• [Task]
The task calls for each line of the records below in which the word "finger" appears.

• [Material for the task]
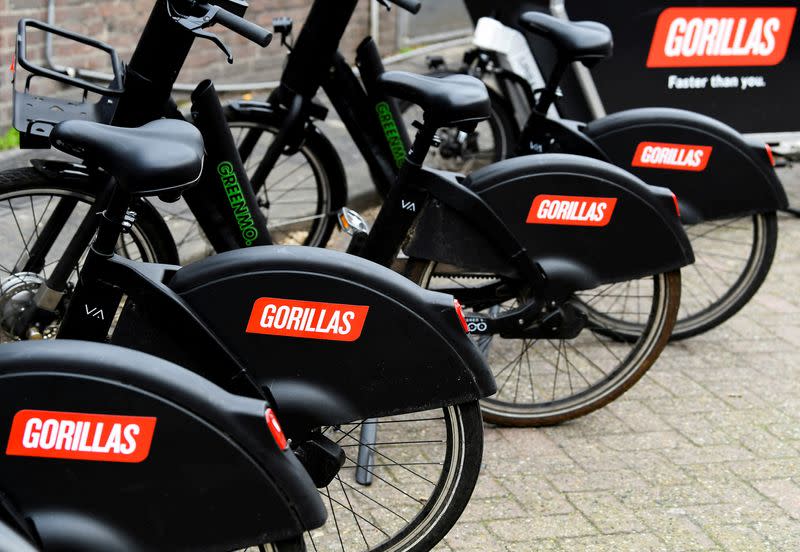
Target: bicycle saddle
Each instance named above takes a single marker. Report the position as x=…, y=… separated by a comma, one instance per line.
x=161, y=156
x=585, y=41
x=449, y=101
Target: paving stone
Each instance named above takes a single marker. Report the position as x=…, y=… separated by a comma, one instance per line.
x=607, y=512
x=784, y=492
x=736, y=538
x=540, y=527
x=623, y=542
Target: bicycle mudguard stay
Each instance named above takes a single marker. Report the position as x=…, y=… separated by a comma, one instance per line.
x=331, y=338
x=713, y=170
x=585, y=222
x=93, y=432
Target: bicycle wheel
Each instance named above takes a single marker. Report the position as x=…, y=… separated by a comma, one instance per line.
x=28, y=200
x=549, y=381
x=303, y=191
x=732, y=260
x=493, y=140
x=423, y=468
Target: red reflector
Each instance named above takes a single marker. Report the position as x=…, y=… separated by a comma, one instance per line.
x=275, y=429
x=769, y=154
x=460, y=313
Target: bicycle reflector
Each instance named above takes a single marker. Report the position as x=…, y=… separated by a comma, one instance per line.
x=460, y=313
x=769, y=154
x=275, y=429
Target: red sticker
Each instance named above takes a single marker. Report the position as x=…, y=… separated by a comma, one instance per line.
x=571, y=210
x=678, y=157
x=721, y=37
x=78, y=436
x=308, y=319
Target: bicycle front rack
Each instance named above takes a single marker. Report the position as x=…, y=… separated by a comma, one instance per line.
x=34, y=115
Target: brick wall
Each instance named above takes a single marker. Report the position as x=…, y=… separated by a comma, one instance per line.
x=119, y=23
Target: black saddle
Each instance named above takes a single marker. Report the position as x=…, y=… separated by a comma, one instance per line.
x=456, y=100
x=161, y=156
x=585, y=41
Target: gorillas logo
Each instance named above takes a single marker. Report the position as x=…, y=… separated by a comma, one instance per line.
x=721, y=37
x=679, y=157
x=330, y=321
x=76, y=436
x=571, y=210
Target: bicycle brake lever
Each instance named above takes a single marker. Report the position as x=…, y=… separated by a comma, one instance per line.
x=196, y=24
x=216, y=40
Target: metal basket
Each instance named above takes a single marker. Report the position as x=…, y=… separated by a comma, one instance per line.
x=35, y=116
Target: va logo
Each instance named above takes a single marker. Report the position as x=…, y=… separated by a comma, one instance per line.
x=94, y=312
x=408, y=205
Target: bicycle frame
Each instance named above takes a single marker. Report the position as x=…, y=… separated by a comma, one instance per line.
x=370, y=117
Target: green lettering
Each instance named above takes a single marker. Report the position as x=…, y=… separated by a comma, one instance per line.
x=392, y=133
x=240, y=209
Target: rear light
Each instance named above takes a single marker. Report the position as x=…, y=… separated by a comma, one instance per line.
x=769, y=154
x=275, y=429
x=460, y=313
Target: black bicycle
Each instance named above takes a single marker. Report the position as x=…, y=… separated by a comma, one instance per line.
x=726, y=185
x=559, y=260
x=539, y=380
x=219, y=317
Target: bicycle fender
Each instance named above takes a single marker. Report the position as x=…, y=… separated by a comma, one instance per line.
x=585, y=222
x=111, y=449
x=334, y=337
x=713, y=170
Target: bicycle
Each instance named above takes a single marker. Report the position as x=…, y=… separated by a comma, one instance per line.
x=79, y=416
x=568, y=253
x=163, y=309
x=726, y=184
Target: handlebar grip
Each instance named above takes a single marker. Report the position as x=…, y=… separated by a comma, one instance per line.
x=412, y=6
x=243, y=27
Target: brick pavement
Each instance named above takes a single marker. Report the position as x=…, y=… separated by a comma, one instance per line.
x=702, y=454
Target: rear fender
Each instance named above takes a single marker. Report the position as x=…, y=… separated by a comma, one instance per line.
x=199, y=468
x=637, y=234
x=713, y=170
x=401, y=350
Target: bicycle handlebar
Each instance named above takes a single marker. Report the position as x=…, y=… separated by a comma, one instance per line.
x=243, y=27
x=412, y=6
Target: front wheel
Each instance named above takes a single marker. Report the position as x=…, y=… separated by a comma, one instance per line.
x=549, y=381
x=32, y=207
x=732, y=259
x=404, y=483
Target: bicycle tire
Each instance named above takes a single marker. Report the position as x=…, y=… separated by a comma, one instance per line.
x=642, y=355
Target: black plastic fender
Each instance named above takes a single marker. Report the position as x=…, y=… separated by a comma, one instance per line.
x=401, y=349
x=196, y=469
x=713, y=170
x=552, y=203
x=12, y=541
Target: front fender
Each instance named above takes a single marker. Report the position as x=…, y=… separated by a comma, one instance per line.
x=404, y=350
x=637, y=234
x=713, y=170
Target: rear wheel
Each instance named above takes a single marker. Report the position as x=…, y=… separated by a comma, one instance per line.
x=423, y=468
x=549, y=381
x=732, y=259
x=28, y=200
x=493, y=140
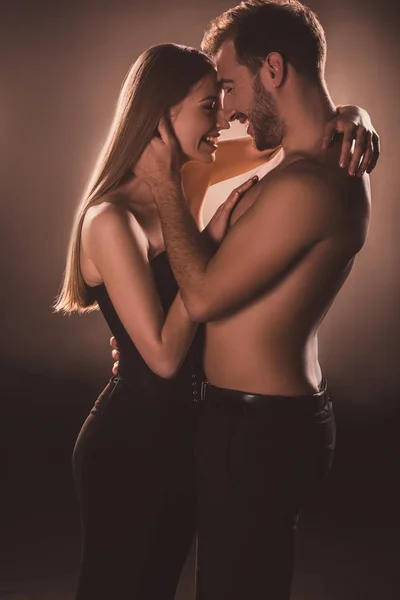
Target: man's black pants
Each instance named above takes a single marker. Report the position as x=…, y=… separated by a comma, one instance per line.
x=259, y=458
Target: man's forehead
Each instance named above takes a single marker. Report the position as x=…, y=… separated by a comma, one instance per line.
x=225, y=61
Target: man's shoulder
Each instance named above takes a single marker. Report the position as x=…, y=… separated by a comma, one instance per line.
x=316, y=178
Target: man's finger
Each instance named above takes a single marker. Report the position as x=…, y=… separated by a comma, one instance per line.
x=163, y=130
x=376, y=152
x=242, y=189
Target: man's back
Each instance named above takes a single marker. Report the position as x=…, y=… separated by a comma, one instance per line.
x=312, y=219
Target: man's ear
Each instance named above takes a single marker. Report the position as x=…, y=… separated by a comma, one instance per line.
x=273, y=70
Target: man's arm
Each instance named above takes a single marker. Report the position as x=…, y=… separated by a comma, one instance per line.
x=288, y=219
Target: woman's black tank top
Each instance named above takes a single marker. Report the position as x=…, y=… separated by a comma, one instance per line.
x=132, y=367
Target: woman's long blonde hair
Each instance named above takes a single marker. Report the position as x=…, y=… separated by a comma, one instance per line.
x=160, y=78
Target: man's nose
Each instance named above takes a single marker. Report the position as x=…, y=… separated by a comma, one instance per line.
x=222, y=121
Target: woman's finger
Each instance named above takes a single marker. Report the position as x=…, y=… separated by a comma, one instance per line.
x=366, y=160
x=347, y=143
x=329, y=134
x=362, y=140
x=115, y=368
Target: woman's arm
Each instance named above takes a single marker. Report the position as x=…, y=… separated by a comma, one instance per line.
x=112, y=239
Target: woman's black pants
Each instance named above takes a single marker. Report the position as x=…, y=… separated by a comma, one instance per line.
x=134, y=471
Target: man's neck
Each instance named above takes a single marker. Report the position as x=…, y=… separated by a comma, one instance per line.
x=305, y=111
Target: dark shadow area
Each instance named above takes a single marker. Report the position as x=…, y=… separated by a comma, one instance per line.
x=347, y=545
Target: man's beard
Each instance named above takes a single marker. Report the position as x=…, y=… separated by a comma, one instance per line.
x=264, y=117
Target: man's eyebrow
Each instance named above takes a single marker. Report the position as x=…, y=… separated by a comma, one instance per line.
x=215, y=98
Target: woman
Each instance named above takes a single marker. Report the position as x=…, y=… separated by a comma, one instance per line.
x=133, y=462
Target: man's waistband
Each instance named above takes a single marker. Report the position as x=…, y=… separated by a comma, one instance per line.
x=248, y=402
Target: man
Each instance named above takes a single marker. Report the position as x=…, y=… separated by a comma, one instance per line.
x=267, y=434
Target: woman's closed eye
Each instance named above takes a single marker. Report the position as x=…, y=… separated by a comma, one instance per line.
x=212, y=106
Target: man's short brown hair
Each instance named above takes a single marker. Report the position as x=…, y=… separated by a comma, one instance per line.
x=258, y=27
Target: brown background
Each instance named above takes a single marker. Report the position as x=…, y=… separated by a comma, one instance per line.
x=62, y=65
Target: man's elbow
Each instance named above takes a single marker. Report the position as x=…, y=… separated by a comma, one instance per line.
x=199, y=309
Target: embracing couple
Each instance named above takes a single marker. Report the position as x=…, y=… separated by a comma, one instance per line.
x=218, y=421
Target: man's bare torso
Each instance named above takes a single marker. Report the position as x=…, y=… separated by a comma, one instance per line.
x=270, y=345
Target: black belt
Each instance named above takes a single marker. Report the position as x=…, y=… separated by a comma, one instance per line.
x=247, y=402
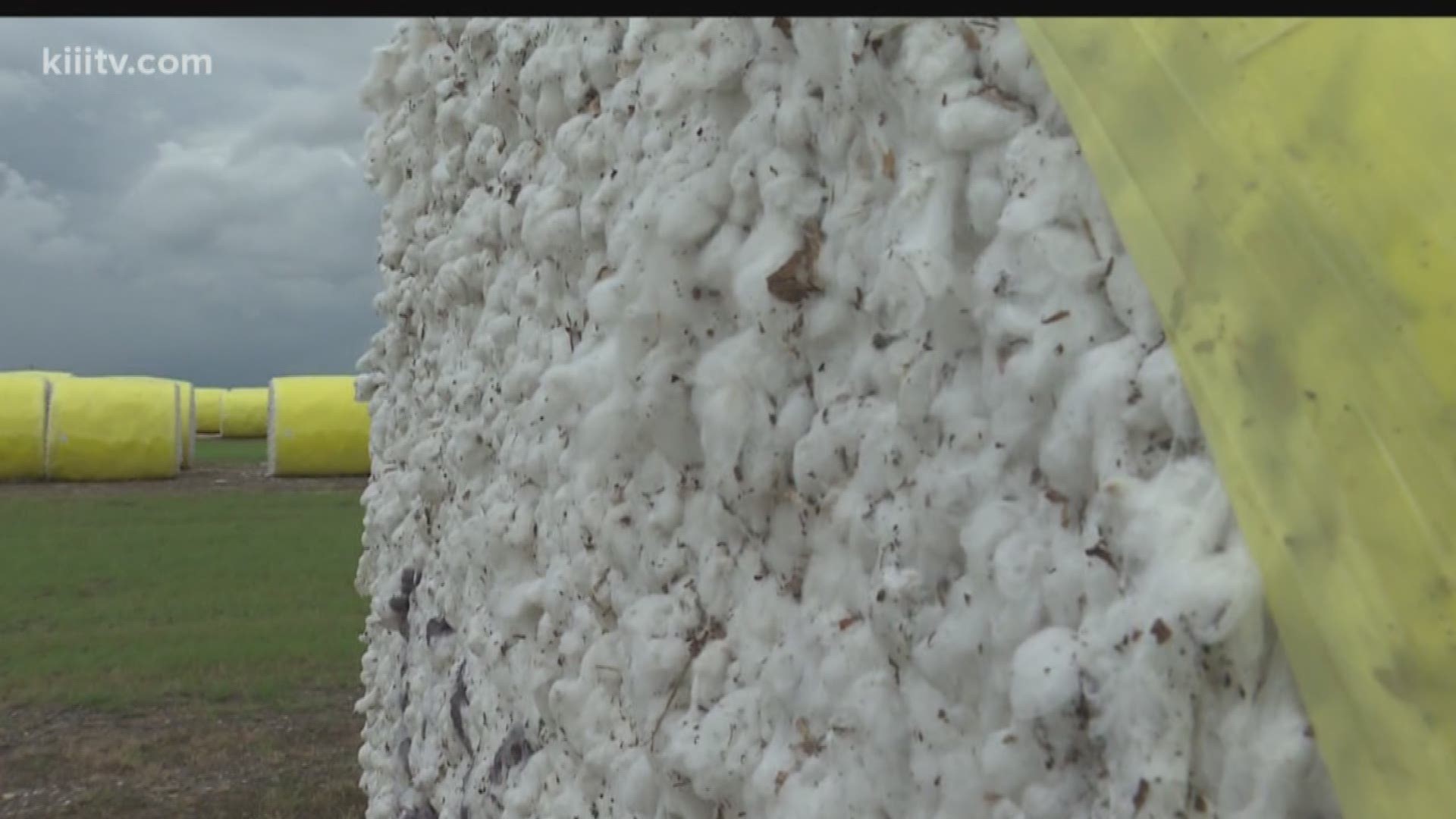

• [Exercise response]
Target: man's finger
Target: woman's finger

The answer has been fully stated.